[Begin]

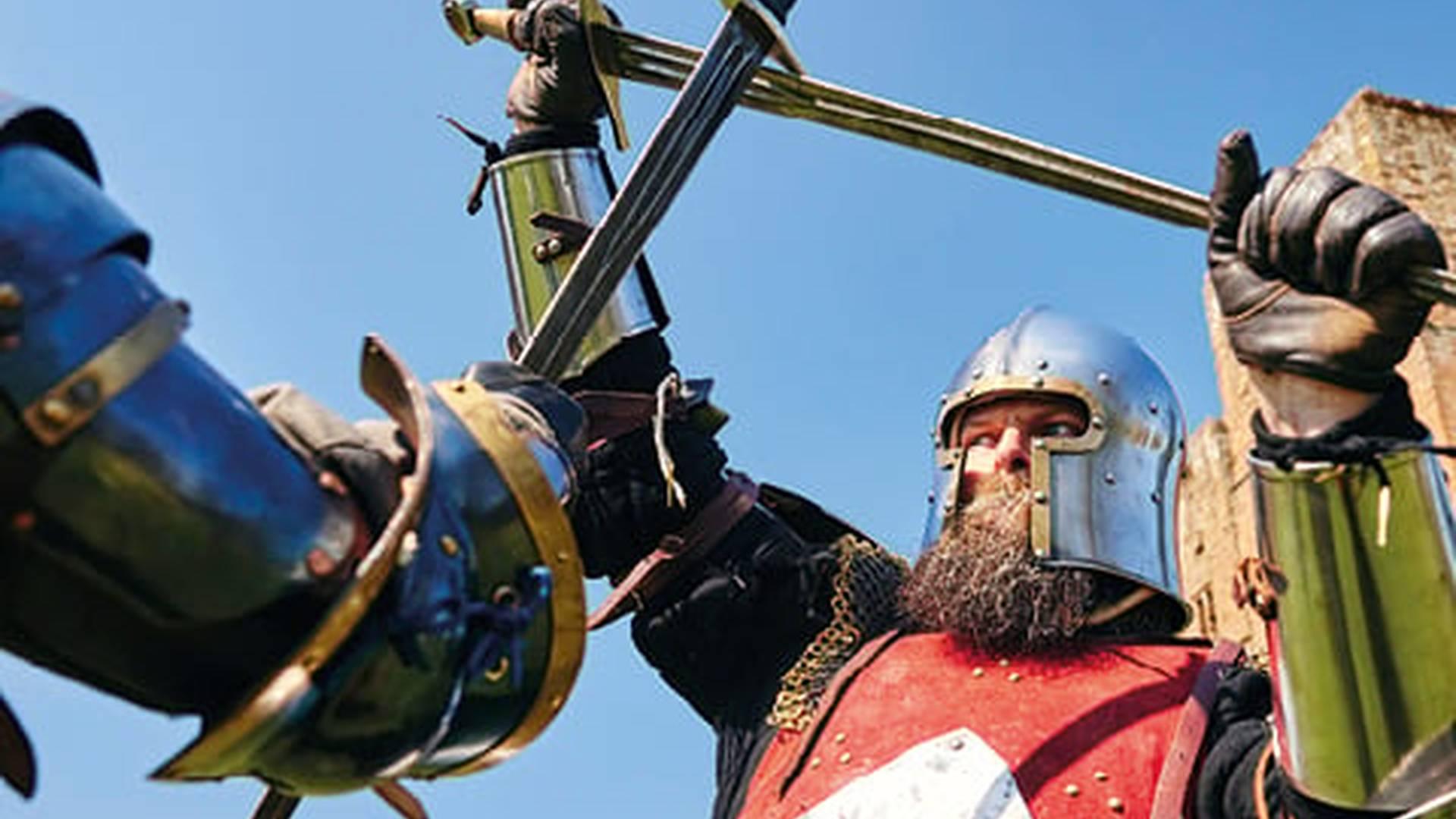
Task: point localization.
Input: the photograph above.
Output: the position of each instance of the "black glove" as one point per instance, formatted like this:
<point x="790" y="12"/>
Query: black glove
<point x="555" y="85"/>
<point x="1308" y="270"/>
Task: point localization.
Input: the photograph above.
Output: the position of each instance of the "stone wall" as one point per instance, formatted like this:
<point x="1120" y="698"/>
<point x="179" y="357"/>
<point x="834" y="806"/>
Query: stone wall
<point x="1410" y="149"/>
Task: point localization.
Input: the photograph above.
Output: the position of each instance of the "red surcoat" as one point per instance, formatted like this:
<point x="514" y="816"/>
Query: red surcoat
<point x="927" y="727"/>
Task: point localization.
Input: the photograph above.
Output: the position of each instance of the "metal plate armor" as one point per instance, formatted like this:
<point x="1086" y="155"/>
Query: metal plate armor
<point x="1363" y="629"/>
<point x="1104" y="499"/>
<point x="162" y="541"/>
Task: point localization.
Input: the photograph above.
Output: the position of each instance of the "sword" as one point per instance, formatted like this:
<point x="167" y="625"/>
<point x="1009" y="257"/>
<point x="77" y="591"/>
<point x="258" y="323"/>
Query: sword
<point x="664" y="63"/>
<point x="747" y="34"/>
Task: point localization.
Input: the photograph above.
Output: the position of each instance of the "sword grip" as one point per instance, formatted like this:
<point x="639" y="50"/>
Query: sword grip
<point x="472" y="24"/>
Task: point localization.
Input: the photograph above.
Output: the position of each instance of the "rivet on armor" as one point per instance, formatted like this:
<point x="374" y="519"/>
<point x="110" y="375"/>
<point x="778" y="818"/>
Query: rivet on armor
<point x="22" y="521"/>
<point x="331" y="483"/>
<point x="319" y="563"/>
<point x="85" y="392"/>
<point x="497" y="673"/>
<point x="406" y="550"/>
<point x="55" y="411"/>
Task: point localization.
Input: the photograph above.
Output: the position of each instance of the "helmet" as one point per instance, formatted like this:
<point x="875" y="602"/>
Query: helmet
<point x="1103" y="500"/>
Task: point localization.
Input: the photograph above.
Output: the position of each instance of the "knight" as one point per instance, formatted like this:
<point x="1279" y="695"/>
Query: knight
<point x="1028" y="664"/>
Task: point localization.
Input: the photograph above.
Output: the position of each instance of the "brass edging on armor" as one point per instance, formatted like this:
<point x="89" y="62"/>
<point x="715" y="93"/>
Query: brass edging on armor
<point x="76" y="398"/>
<point x="557" y="545"/>
<point x="384" y="379"/>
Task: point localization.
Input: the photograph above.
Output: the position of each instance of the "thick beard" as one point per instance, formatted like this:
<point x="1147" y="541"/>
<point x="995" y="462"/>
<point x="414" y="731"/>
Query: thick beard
<point x="982" y="583"/>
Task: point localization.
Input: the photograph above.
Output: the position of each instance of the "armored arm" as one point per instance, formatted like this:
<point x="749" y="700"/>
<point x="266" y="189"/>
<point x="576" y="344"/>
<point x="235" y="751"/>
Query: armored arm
<point x="1354" y="573"/>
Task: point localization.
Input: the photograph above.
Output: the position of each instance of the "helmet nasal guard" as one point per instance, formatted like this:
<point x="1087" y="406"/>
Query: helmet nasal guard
<point x="1104" y="499"/>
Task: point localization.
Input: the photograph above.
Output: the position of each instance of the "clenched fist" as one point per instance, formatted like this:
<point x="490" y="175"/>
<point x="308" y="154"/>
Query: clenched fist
<point x="1308" y="268"/>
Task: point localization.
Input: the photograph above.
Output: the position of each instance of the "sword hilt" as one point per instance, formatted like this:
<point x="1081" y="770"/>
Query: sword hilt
<point x="472" y="24"/>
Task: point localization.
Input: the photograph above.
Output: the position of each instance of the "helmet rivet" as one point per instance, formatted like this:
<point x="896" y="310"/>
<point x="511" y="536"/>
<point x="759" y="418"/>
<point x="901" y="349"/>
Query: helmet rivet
<point x="55" y="411"/>
<point x="11" y="297"/>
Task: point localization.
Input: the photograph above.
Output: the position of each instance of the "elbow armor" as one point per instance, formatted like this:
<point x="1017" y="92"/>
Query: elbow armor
<point x="161" y="541"/>
<point x="1360" y="602"/>
<point x="546" y="203"/>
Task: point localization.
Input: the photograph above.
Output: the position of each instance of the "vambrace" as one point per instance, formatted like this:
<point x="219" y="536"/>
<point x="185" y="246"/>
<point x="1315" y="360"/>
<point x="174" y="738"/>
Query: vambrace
<point x="1356" y="580"/>
<point x="546" y="203"/>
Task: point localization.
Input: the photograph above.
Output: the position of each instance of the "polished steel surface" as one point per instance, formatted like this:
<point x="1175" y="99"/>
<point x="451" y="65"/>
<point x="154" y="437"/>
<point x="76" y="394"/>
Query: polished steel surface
<point x="1363" y="635"/>
<point x="663" y="63"/>
<point x="661" y="169"/>
<point x="1107" y="496"/>
<point x="574" y="184"/>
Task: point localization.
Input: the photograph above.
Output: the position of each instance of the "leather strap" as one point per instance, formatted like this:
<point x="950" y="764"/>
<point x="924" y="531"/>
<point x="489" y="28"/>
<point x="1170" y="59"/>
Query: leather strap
<point x="615" y="414"/>
<point x="832" y="692"/>
<point x="679" y="551"/>
<point x="1193" y="725"/>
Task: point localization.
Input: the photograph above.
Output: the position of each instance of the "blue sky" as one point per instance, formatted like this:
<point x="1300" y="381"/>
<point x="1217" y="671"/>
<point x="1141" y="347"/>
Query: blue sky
<point x="300" y="193"/>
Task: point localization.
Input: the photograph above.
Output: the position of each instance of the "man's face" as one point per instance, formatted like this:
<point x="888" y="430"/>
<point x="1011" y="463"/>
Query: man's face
<point x="981" y="579"/>
<point x="998" y="435"/>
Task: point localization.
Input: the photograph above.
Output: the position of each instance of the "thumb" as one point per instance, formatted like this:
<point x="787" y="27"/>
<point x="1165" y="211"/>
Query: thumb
<point x="1235" y="181"/>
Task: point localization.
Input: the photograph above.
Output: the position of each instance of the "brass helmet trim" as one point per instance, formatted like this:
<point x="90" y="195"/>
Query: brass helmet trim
<point x="557" y="545"/>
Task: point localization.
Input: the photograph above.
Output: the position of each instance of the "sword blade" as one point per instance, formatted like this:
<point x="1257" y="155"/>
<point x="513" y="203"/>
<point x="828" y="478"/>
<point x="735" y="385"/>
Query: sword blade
<point x="710" y="93"/>
<point x="664" y="63"/>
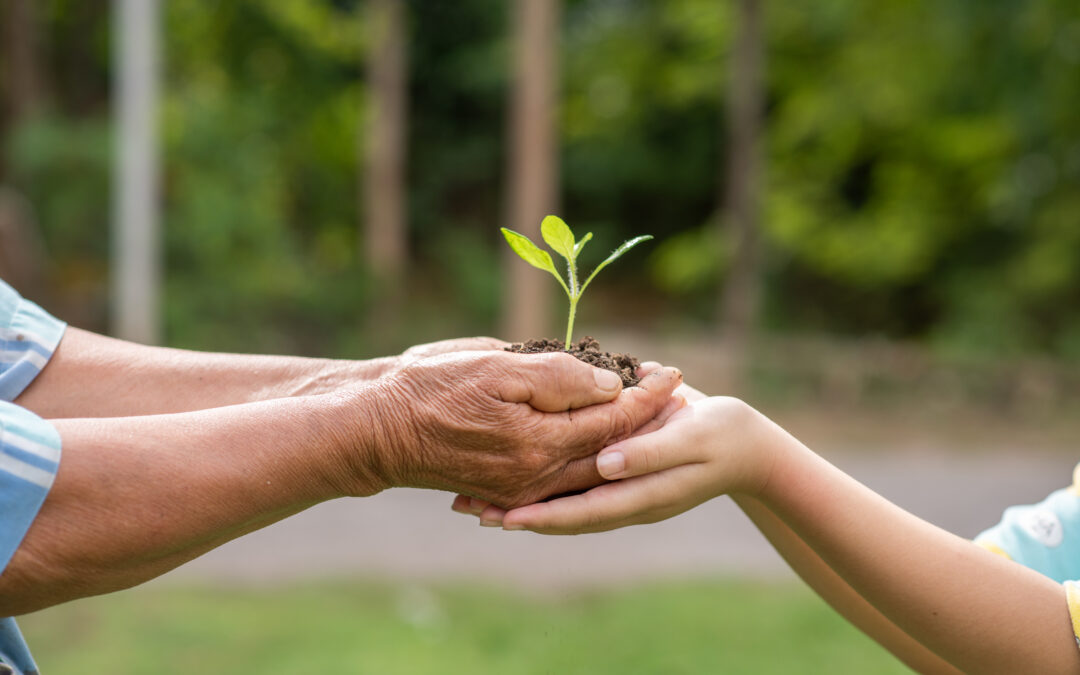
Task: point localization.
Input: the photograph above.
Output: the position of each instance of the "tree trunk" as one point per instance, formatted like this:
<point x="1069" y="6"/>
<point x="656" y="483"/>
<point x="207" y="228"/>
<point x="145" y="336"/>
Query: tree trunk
<point x="22" y="72"/>
<point x="534" y="171"/>
<point x="136" y="258"/>
<point x="21" y="58"/>
<point x="385" y="232"/>
<point x="741" y="194"/>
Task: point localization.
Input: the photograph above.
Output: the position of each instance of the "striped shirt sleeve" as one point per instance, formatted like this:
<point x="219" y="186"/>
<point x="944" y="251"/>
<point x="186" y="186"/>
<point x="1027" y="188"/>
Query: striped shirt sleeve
<point x="29" y="446"/>
<point x="28" y="337"/>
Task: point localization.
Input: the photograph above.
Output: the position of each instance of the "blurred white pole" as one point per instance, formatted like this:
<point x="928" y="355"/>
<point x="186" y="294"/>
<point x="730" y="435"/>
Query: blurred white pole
<point x="136" y="268"/>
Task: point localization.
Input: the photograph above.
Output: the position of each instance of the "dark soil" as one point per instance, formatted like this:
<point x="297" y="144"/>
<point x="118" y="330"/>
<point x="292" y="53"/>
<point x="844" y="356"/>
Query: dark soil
<point x="589" y="350"/>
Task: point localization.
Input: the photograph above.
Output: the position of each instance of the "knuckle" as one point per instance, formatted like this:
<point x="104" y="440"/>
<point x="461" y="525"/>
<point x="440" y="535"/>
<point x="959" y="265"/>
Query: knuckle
<point x="622" y="424"/>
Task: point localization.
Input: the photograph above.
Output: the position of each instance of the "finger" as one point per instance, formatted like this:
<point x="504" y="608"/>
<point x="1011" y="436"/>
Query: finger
<point x="491" y="516"/>
<point x="664" y="448"/>
<point x="647" y="367"/>
<point x="482" y="342"/>
<point x="633" y="501"/>
<point x="690" y="393"/>
<point x="555" y="381"/>
<point x="461" y="504"/>
<point x="596" y="427"/>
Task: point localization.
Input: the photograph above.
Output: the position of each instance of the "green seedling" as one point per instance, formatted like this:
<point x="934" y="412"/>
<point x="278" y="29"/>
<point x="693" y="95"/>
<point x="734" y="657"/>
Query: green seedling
<point x="561" y="239"/>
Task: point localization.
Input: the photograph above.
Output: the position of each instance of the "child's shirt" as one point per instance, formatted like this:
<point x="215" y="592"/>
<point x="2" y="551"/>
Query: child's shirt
<point x="1044" y="537"/>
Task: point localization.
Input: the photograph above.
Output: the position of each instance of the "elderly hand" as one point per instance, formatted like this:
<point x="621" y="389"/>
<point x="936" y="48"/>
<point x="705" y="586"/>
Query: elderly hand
<point x="510" y="429"/>
<point x="427" y="350"/>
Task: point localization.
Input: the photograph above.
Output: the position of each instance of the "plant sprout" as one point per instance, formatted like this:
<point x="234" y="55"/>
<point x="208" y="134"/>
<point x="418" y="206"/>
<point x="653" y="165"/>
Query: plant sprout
<point x="561" y="239"/>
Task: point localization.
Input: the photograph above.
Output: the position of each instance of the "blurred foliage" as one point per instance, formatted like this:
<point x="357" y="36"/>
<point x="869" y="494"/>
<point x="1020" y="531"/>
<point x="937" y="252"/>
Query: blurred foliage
<point x="675" y="628"/>
<point x="922" y="163"/>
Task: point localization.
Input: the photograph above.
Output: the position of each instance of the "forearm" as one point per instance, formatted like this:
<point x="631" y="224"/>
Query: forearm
<point x="95" y="376"/>
<point x="827" y="584"/>
<point x="135" y="497"/>
<point x="976" y="610"/>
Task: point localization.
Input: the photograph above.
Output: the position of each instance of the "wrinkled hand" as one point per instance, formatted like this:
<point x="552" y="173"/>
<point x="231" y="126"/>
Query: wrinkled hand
<point x="491" y="515"/>
<point x="427" y="350"/>
<point x="702" y="450"/>
<point x="509" y="429"/>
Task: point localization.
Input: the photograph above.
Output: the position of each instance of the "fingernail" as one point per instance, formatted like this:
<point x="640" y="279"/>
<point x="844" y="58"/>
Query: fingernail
<point x="606" y="379"/>
<point x="610" y="464"/>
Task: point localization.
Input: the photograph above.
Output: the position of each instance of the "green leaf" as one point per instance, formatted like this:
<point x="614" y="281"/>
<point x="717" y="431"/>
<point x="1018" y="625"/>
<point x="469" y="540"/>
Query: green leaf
<point x="558" y="237"/>
<point x="581" y="243"/>
<point x="532" y="254"/>
<point x="615" y="256"/>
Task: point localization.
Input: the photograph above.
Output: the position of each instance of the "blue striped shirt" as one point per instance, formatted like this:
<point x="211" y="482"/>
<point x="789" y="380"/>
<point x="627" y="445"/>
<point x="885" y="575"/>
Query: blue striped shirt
<point x="29" y="446"/>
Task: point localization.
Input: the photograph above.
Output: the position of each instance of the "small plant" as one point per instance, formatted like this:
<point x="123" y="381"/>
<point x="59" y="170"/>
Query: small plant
<point x="561" y="239"/>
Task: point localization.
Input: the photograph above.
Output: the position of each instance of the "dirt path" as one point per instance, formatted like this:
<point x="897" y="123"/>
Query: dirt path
<point x="413" y="535"/>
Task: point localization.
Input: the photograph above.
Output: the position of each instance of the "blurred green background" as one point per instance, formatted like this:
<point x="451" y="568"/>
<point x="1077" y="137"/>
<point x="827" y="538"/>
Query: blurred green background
<point x="922" y="166"/>
<point x="918" y="242"/>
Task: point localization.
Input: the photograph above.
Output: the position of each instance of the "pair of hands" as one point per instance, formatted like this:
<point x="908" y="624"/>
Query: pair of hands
<point x="659" y="461"/>
<point x="509" y="429"/>
<point x="699" y="448"/>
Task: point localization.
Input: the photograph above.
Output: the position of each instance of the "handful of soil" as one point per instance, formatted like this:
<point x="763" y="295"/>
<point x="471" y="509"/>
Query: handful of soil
<point x="589" y="350"/>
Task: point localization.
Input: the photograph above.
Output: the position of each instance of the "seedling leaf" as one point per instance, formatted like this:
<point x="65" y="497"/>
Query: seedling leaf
<point x="581" y="243"/>
<point x="558" y="237"/>
<point x="532" y="254"/>
<point x="626" y="245"/>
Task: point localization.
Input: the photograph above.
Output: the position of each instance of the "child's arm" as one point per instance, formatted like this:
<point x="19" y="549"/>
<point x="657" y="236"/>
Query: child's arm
<point x="976" y="610"/>
<point x="838" y="594"/>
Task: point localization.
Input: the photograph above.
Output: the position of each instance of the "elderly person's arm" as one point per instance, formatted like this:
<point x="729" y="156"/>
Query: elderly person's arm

[End]

Find each line above that contains the string "handful" with matching case, and copy every such line in full.

Output: the position of each instance of the "handful of soil" as one point per instance, formatted like this:
Query: handful of soil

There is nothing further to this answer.